Saturday, 27 December 2014

Malaysia has liberal policies on foreign ownership

Malaysia has liberal policies on foreign ownership

Holt says buying land in Thailand is more complex.
Holt says buying land in Thailand is more complex.
EVEN as the Asean Economic Community (AEC) heads towards the goal of regional economic integration by 2015, the regional property markets continue to see restrictions among member countries. 
Here is a quick roundup of Asean 5 comprising Singapore, the Philippines, Indonesia, Thailand and Malaysia. 
The conclusion is that Malaysia seems to be the most liberal in the case of foreign property ownership although land is a state matter. If a foreign national wishes to purchase a residential property in Malaysia, he must therefore make an application to the state authority to obtain the state consent before he completes the transaction. If this is not complied with, the sale or disposal can be rendered null and void.
Even with this additional level to overcome in order to complete a purchase, foreigners can own and purchase freehold land and other types of properties, landed and high-rise projects, industrial and commercial properties, anywhere in the country as long as they are prepared to fork out a minimum of RM2mil. Only Malay reserve land are prohibited. 
They can own properties 100% under their names. Therefore, despite the various pricing thresholds in the different states and the need for state consent, these restrictions seem minute compared with the compliances in other countries. 
While the current interest among Malaysians and well-heeled Singaporeans are Britain, Australia and the United States, perhaps in the very distant future, the property markets closer home will be more appealing and the buying process more cohesive and integrated among the people who reside in this region.
Knight Frank Asia-Pacific head of research Nicholas Holt considers four of these five markets. 
Thailand
The last couple of years saw the marketing of Thailand’s condominiums in Malaysia. Foreigners are allowed to buy into this market as long as local Thais own 51% of the project. This is by far the most straightforward of purchases among individuals and corporations. Buying land is more complex. 
A number of foreigners have bought into this market but the number is not big with Malaysian, Singaporean, British, and Hong Kong investors among the investors. Compared to the Singapore and Hong Kong real estate, Thailand is many times more affordable for investors from these two countries. People buy into the market because they like the culture and shopping opportunities there. 
The political uncertainties and the disruptions to law and order have not dampened appetite. Every couple of years, an issue erupts but the city bounces back. Thai developers sell quite well. Bangkok, Phuket are the top destinations, followed by a lesser degree of interest in Pattaya and Chiangmai, and a smaller number in Koh Sah Mui.

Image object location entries
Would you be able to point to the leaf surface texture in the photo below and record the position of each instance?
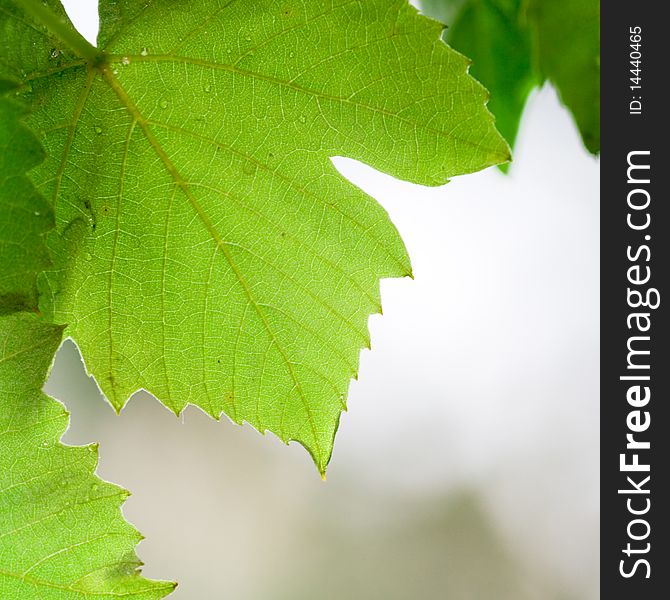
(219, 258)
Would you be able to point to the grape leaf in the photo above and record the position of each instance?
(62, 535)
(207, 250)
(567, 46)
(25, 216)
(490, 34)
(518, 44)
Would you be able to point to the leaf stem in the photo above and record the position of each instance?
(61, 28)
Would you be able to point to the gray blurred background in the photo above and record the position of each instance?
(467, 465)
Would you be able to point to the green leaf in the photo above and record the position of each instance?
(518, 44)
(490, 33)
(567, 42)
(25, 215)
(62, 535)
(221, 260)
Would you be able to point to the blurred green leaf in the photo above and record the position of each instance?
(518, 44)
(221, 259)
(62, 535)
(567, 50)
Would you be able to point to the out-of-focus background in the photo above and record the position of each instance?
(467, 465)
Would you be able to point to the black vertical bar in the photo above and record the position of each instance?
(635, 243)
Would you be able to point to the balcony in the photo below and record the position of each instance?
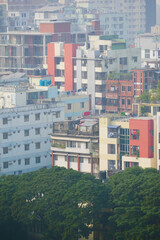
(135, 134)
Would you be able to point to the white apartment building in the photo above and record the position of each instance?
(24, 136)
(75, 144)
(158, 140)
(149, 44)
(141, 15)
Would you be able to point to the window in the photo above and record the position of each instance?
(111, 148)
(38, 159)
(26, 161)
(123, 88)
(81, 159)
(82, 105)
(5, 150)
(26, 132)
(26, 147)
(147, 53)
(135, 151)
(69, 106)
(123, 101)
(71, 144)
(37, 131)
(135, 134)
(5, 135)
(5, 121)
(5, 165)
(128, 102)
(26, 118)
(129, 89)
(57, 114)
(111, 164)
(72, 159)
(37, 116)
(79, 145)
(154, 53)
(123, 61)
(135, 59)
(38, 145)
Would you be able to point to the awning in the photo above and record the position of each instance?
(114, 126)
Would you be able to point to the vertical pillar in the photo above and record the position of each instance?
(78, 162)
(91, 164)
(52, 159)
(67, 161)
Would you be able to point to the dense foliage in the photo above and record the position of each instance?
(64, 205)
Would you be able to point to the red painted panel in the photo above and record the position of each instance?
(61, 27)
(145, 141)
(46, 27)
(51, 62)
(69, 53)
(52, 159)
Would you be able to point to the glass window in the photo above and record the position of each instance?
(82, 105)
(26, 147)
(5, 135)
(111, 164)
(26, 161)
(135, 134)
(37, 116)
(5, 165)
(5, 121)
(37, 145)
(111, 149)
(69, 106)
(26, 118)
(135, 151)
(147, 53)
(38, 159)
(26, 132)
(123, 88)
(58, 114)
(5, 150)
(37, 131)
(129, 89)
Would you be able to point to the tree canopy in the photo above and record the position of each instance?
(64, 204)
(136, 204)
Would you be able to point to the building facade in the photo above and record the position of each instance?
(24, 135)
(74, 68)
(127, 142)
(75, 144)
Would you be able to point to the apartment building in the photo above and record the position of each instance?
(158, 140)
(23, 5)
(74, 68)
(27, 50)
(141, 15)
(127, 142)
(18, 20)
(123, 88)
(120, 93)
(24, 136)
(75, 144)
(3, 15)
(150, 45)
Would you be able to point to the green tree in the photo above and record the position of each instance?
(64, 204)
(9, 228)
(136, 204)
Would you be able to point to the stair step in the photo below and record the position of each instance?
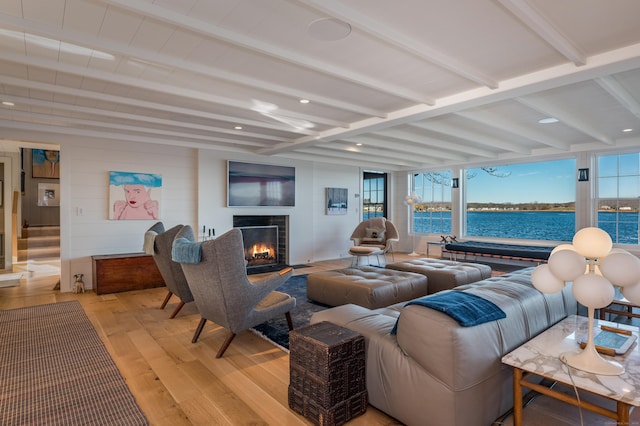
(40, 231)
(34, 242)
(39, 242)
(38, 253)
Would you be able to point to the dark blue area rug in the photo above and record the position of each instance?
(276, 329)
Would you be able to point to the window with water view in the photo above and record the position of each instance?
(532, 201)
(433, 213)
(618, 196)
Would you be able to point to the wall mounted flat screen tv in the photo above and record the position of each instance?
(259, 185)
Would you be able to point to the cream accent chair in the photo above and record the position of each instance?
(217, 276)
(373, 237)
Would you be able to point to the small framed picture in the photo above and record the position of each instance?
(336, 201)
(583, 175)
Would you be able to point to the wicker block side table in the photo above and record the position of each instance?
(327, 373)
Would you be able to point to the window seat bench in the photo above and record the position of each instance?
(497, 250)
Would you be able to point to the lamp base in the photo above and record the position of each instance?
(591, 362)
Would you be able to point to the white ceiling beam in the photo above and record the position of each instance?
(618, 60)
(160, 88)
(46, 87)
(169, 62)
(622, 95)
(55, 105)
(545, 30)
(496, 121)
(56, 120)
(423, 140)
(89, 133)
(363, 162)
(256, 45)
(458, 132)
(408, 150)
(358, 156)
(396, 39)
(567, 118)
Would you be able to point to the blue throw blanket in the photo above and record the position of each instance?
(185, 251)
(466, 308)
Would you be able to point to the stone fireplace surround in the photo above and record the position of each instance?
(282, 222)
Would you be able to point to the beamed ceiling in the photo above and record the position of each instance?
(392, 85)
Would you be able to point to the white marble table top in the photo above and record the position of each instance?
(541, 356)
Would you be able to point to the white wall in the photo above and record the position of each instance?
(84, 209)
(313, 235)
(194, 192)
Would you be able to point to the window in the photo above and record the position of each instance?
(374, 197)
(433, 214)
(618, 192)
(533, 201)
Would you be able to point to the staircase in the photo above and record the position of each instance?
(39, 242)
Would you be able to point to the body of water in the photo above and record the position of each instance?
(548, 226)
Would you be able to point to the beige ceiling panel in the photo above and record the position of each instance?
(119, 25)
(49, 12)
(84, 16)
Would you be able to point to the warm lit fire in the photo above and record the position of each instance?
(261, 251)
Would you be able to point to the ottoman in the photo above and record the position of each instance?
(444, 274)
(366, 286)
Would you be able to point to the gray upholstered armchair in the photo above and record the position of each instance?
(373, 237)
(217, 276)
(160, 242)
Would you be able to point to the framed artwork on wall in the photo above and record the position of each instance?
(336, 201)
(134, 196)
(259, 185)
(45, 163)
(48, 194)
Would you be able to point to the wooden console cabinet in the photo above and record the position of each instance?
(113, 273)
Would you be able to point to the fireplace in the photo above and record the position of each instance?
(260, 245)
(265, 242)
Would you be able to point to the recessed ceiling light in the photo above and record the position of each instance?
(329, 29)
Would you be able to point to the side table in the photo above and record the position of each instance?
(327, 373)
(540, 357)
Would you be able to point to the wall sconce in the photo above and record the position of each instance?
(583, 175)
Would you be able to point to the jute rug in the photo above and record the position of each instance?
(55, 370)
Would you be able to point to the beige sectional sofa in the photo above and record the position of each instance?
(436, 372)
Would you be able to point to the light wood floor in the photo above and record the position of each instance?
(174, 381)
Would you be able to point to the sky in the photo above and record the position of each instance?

## [SHORT TASK 1]
In the article on foreign property ownership in Asean, what share of a Thai condominium project must local Thais own for foreigners to be allowed to buy into it?
## [SHORT TASK 2]
Carry the article on foreign property ownership in Asean forward from its last sentence.
The listing is separate material and has no connection to the article on foreign property ownership.

## [TASK OUTPUT 1]
Local Thais must own 51% of the project.

## [TASK OUTPUT 2]
Malaysia
The key markets are Iskandar Malaysia in Johor, Penang in the north and the Klang Valley. There is price pressure here and land is a state matter with different pricing limits for foreign ownership. However, they are allowed to buy freehold, landed properties and high-rise condominums in these three most popular areas. Foreign buyers in Penang are subject to a minimum threshold of RM1mil for condos and RM2mil for landed properties on the island, and RM1mil for all types of properties in Seberang Prai on the mainland. 
In Johor, the minimum price cap is RM1mil but they are allowed to buy most types of properties, while in Selangor it is RM2mil in most of the districts. In the Federal Territory, the minimum threshold is RM1mil.
These restrictions aside, the last couple of years have seen a greater interest in locations such as Kota Kinabalu in Sabah among Asian buyers. Malaysia also has a Malaysia My Second Home programme under the Tourism and Culture Ministry which is open to all countries. The programme has numerous requirements which include a minimum monthly income, minimum liquid assets, a fixed deposit, plus various other rules. It was launched in 2002.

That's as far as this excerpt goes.